* Problem description
Recast every entry below as a two-column CSV with the header `instruction,paths`. Give one row per entry: its text goes in the first field and its answer in the second. Quote both fields and replace each line break with a space.

* Extracted material
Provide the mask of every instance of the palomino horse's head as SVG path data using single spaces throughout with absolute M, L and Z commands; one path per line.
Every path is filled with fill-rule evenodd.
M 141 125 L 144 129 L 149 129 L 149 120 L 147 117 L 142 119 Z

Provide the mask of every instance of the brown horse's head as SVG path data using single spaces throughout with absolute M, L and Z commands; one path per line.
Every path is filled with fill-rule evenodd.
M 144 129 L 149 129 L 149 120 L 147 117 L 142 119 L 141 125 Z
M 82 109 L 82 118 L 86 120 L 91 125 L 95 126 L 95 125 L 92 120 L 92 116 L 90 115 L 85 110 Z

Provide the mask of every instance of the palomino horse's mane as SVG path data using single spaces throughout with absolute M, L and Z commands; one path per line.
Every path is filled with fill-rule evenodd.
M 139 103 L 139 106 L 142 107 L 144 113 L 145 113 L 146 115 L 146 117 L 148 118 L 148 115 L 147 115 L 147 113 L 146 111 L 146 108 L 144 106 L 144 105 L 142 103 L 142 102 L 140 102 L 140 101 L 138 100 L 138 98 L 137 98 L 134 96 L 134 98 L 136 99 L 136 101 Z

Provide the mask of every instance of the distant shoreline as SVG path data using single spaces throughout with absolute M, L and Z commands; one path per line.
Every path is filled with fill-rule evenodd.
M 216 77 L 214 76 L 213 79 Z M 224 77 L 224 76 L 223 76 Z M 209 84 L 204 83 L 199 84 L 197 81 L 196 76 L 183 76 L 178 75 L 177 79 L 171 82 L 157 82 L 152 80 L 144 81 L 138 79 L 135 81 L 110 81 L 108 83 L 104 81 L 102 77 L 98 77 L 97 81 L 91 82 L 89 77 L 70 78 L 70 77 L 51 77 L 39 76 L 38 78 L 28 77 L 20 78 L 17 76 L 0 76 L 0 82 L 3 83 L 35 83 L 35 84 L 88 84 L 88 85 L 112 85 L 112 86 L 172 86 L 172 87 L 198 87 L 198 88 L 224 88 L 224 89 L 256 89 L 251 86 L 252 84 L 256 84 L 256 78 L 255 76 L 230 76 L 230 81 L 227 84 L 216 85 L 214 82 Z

* Full solution
instruction,paths
"Provide the mask of every instance of the palomino horse's head as SVG path data using single spaces throughout with absolute M, L and Z commands; one path per line. Every path is filled with fill-rule evenodd.","M 141 125 L 144 129 L 149 129 L 149 120 L 147 117 L 142 119 Z"
"Provide the mask of every instance of the brown horse's head as SVG path data using single spaces throughout with absolute M, L and Z commands; one path per line. Every path is filled with fill-rule evenodd.","M 144 129 L 149 129 L 149 120 L 147 117 L 142 119 L 141 125 Z M 82 109 L 82 118 L 86 120 L 91 125 L 95 126 L 95 125 L 92 120 L 92 116 L 90 115 L 85 110 Z"
"Provide the mask of every instance of the palomino horse's mane as SVG path data using single spaces throughout with absolute M, L and Z commands; one path per line. Every path is filled with fill-rule evenodd.","M 139 103 L 139 106 L 142 107 L 144 113 L 145 113 L 146 115 L 146 117 L 148 118 L 148 115 L 147 115 L 147 113 L 146 111 L 146 108 L 144 106 L 144 105 L 142 103 L 142 102 L 140 102 L 140 101 L 138 100 L 138 98 L 137 98 L 134 96 L 134 98 L 136 99 L 136 101 Z"
"Provide the mask of every instance of the distant shoreline as SVG path data using single spaces throughout with absolute M, L and Z commands; one path per line. Every path is filled with fill-rule evenodd.","M 216 77 L 214 76 L 213 79 Z M 224 77 L 224 76 L 223 76 Z M 209 84 L 204 83 L 199 84 L 197 81 L 196 76 L 183 76 L 178 75 L 177 79 L 171 82 L 157 82 L 152 80 L 144 81 L 138 79 L 135 81 L 110 81 L 108 83 L 104 81 L 102 77 L 98 77 L 97 81 L 91 82 L 89 77 L 70 78 L 70 77 L 51 77 L 39 76 L 38 78 L 28 77 L 20 78 L 17 76 L 0 76 L 0 82 L 3 83 L 35 83 L 35 84 L 88 84 L 88 85 L 112 85 L 112 86 L 172 86 L 172 87 L 198 87 L 198 88 L 224 88 L 224 89 L 256 89 L 251 86 L 252 84 L 256 84 L 256 78 L 255 76 L 230 76 L 230 81 L 227 84 L 216 85 L 214 82 Z"